» **What you have to do**
Retype the material that follows, keeping every word as it is.

[START Record set]

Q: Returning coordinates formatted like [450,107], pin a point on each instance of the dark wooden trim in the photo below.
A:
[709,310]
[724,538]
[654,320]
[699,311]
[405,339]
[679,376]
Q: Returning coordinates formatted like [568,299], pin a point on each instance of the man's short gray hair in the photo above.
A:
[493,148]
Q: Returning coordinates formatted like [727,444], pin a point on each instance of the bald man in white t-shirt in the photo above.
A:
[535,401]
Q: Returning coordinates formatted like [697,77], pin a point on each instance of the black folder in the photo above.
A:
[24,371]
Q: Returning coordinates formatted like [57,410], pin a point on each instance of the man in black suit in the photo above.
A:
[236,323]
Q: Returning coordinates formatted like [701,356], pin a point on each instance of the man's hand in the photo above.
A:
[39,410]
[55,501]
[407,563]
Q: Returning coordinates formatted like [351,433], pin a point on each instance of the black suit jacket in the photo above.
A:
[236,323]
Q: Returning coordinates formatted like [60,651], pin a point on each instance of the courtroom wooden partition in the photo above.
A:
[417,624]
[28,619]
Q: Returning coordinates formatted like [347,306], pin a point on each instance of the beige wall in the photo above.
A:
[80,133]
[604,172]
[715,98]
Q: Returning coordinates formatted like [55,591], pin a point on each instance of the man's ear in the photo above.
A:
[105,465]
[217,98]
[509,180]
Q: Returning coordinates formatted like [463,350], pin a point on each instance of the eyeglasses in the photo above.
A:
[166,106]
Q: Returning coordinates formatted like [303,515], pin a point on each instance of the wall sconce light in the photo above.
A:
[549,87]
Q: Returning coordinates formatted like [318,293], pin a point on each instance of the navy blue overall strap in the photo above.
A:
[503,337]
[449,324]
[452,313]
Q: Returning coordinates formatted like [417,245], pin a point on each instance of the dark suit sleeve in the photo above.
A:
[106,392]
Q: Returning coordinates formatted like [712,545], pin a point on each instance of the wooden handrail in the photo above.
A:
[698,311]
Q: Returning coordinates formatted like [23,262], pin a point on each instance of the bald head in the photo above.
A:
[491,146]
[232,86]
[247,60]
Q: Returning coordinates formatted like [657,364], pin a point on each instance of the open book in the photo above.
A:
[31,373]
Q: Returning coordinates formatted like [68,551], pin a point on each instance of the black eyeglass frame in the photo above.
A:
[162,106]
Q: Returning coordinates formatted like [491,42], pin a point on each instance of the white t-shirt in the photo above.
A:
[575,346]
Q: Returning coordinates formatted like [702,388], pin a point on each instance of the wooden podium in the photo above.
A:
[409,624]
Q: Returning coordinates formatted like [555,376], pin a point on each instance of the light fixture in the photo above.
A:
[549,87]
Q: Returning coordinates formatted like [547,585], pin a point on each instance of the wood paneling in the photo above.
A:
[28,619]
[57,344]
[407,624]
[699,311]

[END Record set]

» **The answer**
Q: Returning coordinates formatted like [450,107], pin a point on each instance of the dark wooden trim in the photo below.
A:
[709,310]
[724,538]
[654,320]
[699,311]
[405,339]
[679,376]
Q: Returning coordinates formatted like [568,299], pin a point on each instance of the man's short gray hair in the photo above.
A:
[493,148]
Q: Returning coordinates formatted like [727,444], pin a point on each instance of the bald man in white t-shirt in the photo above.
A:
[535,401]
Q: Returning coordinates formatted like [697,77], pin a point on each instance of the black folder in the photo above.
A:
[24,371]
Q: Returning coordinates formatted like [57,410], pin a point on each instance of the man in black suit in the photo above.
A:
[236,323]
Q: Returning coordinates formatted like [701,356], pin a point on each instance of the man's hand in the photo above.
A:
[39,410]
[55,501]
[407,563]
Q: Returning coordinates formatted like [351,433], pin a point on each instance of the black suit jacket in the photo above.
A:
[236,323]
Q: Returning coordinates formatted like [60,651], pin a point on each instance of the courtroom wooden partition in the photo above.
A:
[417,624]
[28,619]
Q: Returning coordinates formatted like [347,306], pin a point on each instance of the beige wall in the photo above.
A:
[80,133]
[604,172]
[715,98]
Q: Returning coordinates formatted like [55,591], pin a point on each instance of the man's ear in the photo above.
A:
[105,465]
[217,98]
[509,180]
Q: Returning coordinates formatted like [463,350], pin a point on each instance of the eyeglasses in the photo above.
A:
[166,106]
Q: Returning coordinates formatted like [303,515], pin a point on each instance of the wall sconce light in the photo above.
A:
[549,87]
Q: Returning coordinates formatted like [318,293], pin a point on each instance of the navy blue overall strap in the photo above.
A:
[503,337]
[449,324]
[452,313]
Q: Returning coordinates formatted like [417,245], pin a point on each instance of the dark suit sleeve in the photo above.
A:
[106,392]
Q: Returning coordinates formatted like [712,545], pin a point on each instance of the wooden handrail in the photo above.
A:
[698,311]
Q: Returning coordinates formatted like [23,262], pin a point on each instance of the bald head in the photo above.
A:
[491,146]
[232,86]
[247,60]
Q: Returning coordinates formatted like [657,364], pin a point on each instance of the open book in the photo above.
A:
[31,373]
Q: Returning coordinates formatted like [68,551], pin a point on each instance of the black eyeglass frame in the photo above.
A:
[162,106]
Q: Returning coordinates formatted like [491,42], pin a point on each instance of the white t-shirt in the photo above.
A:
[575,346]
Q: Returning coordinates formatted like [702,388], pin a point on each instance of the wooden podium in the photo above.
A:
[409,624]
Q: Returning coordinates formatted like [555,376], pin a point on each instance of the light fixture in the photo above.
A:
[549,87]
Q: Returning coordinates formatted like [547,585], pin a point on each instance of the wood paneling in the photo above.
A:
[28,619]
[57,344]
[407,624]
[699,311]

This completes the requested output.